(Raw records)
----------------------------------------
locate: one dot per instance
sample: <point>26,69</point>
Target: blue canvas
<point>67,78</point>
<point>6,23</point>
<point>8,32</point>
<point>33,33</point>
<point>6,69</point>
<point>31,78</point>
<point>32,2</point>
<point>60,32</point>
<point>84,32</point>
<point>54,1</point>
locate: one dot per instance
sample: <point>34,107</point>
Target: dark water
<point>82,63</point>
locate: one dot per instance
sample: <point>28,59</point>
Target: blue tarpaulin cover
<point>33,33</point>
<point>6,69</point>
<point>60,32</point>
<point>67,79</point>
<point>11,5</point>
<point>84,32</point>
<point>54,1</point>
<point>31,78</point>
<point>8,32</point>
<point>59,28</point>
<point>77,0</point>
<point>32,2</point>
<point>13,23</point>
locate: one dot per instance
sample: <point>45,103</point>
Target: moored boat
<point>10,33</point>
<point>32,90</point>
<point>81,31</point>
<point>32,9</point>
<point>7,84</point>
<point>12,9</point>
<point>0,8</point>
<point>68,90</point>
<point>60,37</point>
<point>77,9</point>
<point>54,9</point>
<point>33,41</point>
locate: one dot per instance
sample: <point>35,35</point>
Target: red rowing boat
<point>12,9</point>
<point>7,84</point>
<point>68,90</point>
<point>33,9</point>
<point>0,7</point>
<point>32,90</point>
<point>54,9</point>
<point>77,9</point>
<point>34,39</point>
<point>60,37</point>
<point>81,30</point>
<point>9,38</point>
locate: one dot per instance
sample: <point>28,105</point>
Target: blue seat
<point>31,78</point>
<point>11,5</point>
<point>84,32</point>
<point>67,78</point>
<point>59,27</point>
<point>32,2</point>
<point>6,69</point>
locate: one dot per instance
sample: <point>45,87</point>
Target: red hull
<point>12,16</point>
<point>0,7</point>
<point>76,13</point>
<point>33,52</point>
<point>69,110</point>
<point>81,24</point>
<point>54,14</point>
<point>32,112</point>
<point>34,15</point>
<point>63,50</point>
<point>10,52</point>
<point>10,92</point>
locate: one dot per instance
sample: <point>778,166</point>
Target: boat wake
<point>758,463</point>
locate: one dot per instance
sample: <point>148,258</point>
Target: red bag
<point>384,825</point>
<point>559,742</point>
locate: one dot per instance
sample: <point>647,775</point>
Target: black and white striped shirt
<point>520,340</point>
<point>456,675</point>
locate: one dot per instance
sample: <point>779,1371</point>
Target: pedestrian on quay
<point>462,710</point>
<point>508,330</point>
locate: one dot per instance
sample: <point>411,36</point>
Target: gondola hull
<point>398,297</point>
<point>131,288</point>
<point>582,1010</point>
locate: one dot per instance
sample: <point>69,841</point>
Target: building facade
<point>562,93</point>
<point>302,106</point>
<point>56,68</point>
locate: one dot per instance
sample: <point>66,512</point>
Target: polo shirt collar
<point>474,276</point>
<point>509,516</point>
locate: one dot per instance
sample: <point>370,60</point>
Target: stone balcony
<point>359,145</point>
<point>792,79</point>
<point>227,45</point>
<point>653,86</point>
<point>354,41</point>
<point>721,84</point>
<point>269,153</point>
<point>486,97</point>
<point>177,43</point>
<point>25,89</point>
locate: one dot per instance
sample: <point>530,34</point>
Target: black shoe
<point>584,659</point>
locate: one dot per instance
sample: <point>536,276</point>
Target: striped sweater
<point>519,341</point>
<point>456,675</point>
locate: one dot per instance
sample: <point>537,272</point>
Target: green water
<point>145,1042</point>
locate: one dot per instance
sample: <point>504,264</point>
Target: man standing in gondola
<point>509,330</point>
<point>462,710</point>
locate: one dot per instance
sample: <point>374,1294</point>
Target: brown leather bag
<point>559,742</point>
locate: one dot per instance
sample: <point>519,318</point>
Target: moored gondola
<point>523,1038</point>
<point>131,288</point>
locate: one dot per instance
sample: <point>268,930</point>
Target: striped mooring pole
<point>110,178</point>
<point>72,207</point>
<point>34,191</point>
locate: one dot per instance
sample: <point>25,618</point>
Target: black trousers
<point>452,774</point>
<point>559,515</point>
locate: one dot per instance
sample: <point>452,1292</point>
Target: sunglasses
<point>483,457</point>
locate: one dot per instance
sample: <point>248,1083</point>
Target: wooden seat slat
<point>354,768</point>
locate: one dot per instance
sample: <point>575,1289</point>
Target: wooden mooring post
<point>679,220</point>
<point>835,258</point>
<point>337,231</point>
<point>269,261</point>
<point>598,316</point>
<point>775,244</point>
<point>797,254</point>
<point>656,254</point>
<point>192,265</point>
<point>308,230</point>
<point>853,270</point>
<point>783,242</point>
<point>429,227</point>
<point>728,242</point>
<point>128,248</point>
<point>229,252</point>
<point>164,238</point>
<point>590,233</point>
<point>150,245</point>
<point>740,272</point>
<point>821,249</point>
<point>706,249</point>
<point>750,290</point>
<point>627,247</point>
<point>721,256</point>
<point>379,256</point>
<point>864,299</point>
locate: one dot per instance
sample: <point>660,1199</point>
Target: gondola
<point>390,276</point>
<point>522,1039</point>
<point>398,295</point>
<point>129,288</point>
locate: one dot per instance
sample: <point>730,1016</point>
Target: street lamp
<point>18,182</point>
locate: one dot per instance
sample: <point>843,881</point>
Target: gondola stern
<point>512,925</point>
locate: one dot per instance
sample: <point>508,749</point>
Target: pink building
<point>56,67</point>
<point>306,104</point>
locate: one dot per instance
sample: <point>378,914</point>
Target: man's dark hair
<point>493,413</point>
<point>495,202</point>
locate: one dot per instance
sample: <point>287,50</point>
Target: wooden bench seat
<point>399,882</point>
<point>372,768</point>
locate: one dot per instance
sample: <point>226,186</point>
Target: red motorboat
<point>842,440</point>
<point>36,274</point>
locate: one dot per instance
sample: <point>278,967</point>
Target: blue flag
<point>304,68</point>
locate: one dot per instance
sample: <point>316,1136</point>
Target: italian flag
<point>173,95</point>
----------------------------------------
▶ Your goal: The lines above should be duplicated exactly.

▶ Answer to this problem:
locate: one dot per instance
sample: <point>26,69</point>
Target: blue canvas
<point>67,78</point>
<point>6,23</point>
<point>8,32</point>
<point>33,33</point>
<point>6,69</point>
<point>31,78</point>
<point>32,2</point>
<point>60,32</point>
<point>84,32</point>
<point>54,1</point>
locate: one dot per instance
sample: <point>34,107</point>
Target: dark water
<point>82,63</point>
locate: one dot per instance
sample: <point>28,59</point>
Target: blue tarpaulin cover
<point>33,33</point>
<point>6,69</point>
<point>60,32</point>
<point>67,79</point>
<point>11,5</point>
<point>84,32</point>
<point>54,1</point>
<point>31,78</point>
<point>8,32</point>
<point>59,28</point>
<point>77,0</point>
<point>32,2</point>
<point>13,23</point>
locate: one dot per instance
sample: <point>45,103</point>
Target: moored boat
<point>10,33</point>
<point>32,90</point>
<point>81,31</point>
<point>32,9</point>
<point>7,84</point>
<point>12,9</point>
<point>0,8</point>
<point>68,90</point>
<point>60,37</point>
<point>77,9</point>
<point>54,9</point>
<point>33,41</point>
locate: one dot per instance
sample: <point>35,35</point>
Target: red rowing boat
<point>12,9</point>
<point>7,84</point>
<point>68,90</point>
<point>33,9</point>
<point>0,7</point>
<point>32,90</point>
<point>54,9</point>
<point>77,9</point>
<point>34,39</point>
<point>60,37</point>
<point>81,30</point>
<point>9,38</point>
locate: one dot per instance
sample: <point>28,105</point>
Target: blue seat
<point>31,78</point>
<point>11,5</point>
<point>84,32</point>
<point>67,78</point>
<point>59,27</point>
<point>32,2</point>
<point>6,69</point>
locate: one dot per instance
sample: <point>45,87</point>
Target: red hull
<point>12,16</point>
<point>0,7</point>
<point>76,13</point>
<point>33,52</point>
<point>69,110</point>
<point>81,24</point>
<point>54,14</point>
<point>32,112</point>
<point>34,15</point>
<point>63,50</point>
<point>10,52</point>
<point>10,92</point>
locate: one dot per instance
sample: <point>778,166</point>
Target: boat wake
<point>758,463</point>
locate: one dot per instance
sample: <point>148,258</point>
Target: red bag
<point>384,825</point>
<point>559,742</point>
locate: one dot per instance
sample: <point>647,775</point>
Target: black and white striped shirt
<point>520,340</point>
<point>456,675</point>
locate: one dot per instance
sample: <point>779,1371</point>
Target: pedestrian on quay
<point>462,710</point>
<point>508,330</point>
locate: one dot per instance
sample: <point>411,36</point>
Target: gondola hull
<point>398,297</point>
<point>131,288</point>
<point>582,1010</point>
locate: one dot per instance
sample: <point>69,841</point>
Target: building facade
<point>562,93</point>
<point>302,106</point>
<point>56,68</point>
locate: one dot per instance
sample: <point>66,512</point>
Target: polo shirt collar
<point>474,276</point>
<point>509,516</point>
locate: one dot per instance
sample: <point>370,60</point>
Target: stone balcony
<point>359,145</point>
<point>792,79</point>
<point>227,45</point>
<point>653,86</point>
<point>354,41</point>
<point>721,84</point>
<point>269,153</point>
<point>486,97</point>
<point>177,43</point>
<point>25,89</point>
locate: one dot per instance
sample: <point>530,34</point>
Target: black shoe
<point>584,659</point>
locate: one dot per instance
sample: <point>536,276</point>
Target: striped sweater
<point>519,341</point>
<point>456,675</point>
locate: one dot per instance
sample: <point>537,272</point>
Target: green water
<point>145,1042</point>
locate: one dot per instance
sample: <point>504,264</point>
Target: man standing in gondola
<point>509,330</point>
<point>462,710</point>
locate: one dot per instance
sample: <point>374,1294</point>
Target: brown leather bag
<point>559,742</point>
locate: one dot per instance
sample: <point>519,318</point>
Target: moored gondola
<point>523,1038</point>
<point>131,288</point>
locate: one dot per instance
sample: <point>268,930</point>
Target: striped mooring pole
<point>110,178</point>
<point>72,207</point>
<point>34,191</point>
locate: one dot per instance
sample: <point>25,618</point>
Target: black trousers
<point>452,774</point>
<point>559,515</point>
locate: one dot per instance
sample: <point>452,1292</point>
Target: sunglasses
<point>483,457</point>
locate: one dot per instance
sample: <point>248,1083</point>
Target: wooden seat slat
<point>354,768</point>
locate: one dot per instance
sample: <point>575,1289</point>
Target: wooden mooring post
<point>679,220</point>
<point>835,258</point>
<point>337,231</point>
<point>269,261</point>
<point>598,316</point>
<point>775,244</point>
<point>797,254</point>
<point>656,254</point>
<point>192,265</point>
<point>308,230</point>
<point>853,270</point>
<point>783,242</point>
<point>429,227</point>
<point>728,242</point>
<point>128,248</point>
<point>229,252</point>
<point>164,238</point>
<point>590,233</point>
<point>150,245</point>
<point>740,272</point>
<point>821,249</point>
<point>706,249</point>
<point>750,290</point>
<point>627,247</point>
<point>721,256</point>
<point>379,256</point>
<point>864,299</point>
locate: one dot per instance
sample: <point>660,1199</point>
Target: gondola
<point>390,276</point>
<point>522,1039</point>
<point>398,295</point>
<point>129,288</point>
locate: one dot per instance
sample: <point>730,1016</point>
Target: street lamp
<point>18,182</point>
locate: one dot per instance
sample: <point>843,881</point>
Target: gondola stern
<point>512,925</point>
locate: one dot per instance
sample: <point>508,749</point>
Target: pink building
<point>56,67</point>
<point>306,104</point>
locate: one dot per instance
sample: <point>378,914</point>
Target: man's dark hair
<point>493,413</point>
<point>495,202</point>
locate: one dot per instance
sample: <point>287,50</point>
Target: wooden bench seat
<point>399,882</point>
<point>372,768</point>
locate: one dot per instance
sample: <point>226,186</point>
Target: red motorboat
<point>842,440</point>
<point>36,274</point>
locate: one dot per instance
sample: <point>278,967</point>
Target: blue flag
<point>304,68</point>
locate: one dot per instance
sample: <point>316,1136</point>
Target: italian flag
<point>173,95</point>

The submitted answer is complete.